▸ PASSAGE PROVIDED:
If I remember rightly borland gave away Delphi-3 desktop edition free for home
users on a magazine cover.

They kept that up till D7 I think.  Though in later times afaik you did have to do a (free) registration before use. My current Delphi license originally was an upgrade from such free magazine D7 version. (iow I upgraded to the full D2005 product for Eur 250 in total, and later to D2009 for another E250. After that, they stopped these kinds of promotions, and instead the annual recurring offer was not a discount, but merely an "upgrade from any version")
.
Of course in D2006 there was Turbo Explorer, which was really nice except that IIRC you couldn't use TSpinEdit and TChart designtime. (but you could runtime instantiate them). We actually used that professionally at work for several years, since it sufficed for our purposes at the time, and had no silly registration limitation (despite being fully licensed D2006 users!).

▸ PROBLEM: Continue the post about Borland's free and discounted Delphi editions, picking up after its final sentence.

▸ DATA EXCERPTS:

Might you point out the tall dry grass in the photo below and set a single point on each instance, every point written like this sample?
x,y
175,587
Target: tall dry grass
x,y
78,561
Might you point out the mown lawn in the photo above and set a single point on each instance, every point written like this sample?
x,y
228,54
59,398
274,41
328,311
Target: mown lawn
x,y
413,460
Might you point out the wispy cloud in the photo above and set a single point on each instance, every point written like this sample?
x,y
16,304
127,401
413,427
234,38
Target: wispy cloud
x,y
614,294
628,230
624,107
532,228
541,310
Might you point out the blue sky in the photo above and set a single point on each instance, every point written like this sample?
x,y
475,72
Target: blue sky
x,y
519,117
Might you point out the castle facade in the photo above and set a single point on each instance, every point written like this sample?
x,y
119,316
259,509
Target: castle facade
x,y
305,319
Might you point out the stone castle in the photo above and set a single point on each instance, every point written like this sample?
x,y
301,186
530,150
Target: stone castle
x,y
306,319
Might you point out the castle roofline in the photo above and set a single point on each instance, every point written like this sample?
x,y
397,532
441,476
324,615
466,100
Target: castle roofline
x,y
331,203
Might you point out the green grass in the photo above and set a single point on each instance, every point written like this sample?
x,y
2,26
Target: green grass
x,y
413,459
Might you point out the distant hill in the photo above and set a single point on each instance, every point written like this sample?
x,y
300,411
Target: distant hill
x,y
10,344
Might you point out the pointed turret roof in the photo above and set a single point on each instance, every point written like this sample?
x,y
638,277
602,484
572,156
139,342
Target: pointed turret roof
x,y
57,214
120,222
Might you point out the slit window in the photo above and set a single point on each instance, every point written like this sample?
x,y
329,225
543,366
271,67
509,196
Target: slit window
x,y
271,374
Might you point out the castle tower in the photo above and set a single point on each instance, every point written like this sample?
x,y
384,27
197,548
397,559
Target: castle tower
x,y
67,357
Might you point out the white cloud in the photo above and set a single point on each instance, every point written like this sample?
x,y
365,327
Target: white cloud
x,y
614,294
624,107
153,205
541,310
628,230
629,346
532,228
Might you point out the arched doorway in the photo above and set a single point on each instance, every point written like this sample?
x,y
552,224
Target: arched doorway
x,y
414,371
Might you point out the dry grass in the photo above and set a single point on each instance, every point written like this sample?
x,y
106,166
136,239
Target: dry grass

▸ RESULT:
Later, we started selling applications internationally (including Russia, so minimalistic workarounds to keep German, Dutch and French accents were not enough), and we upgraded to D2009 to easier do the internationalization. (in retrospect, we never used Borland/Embarcadero's translation stuff, but ended up using dxgettext. It is easier in D2009 then in old versions though, since literals and everything are unicode, and resourcestrings are automatically translated and don't need helper functions (like loadresstring in older Delphi's) to use)

Currently we use XE3 for all applications that we sell. We use Lazarus for a few internal applications and services.
« Last Edit: December 10, 2013, 01:49:19 pm by marcov »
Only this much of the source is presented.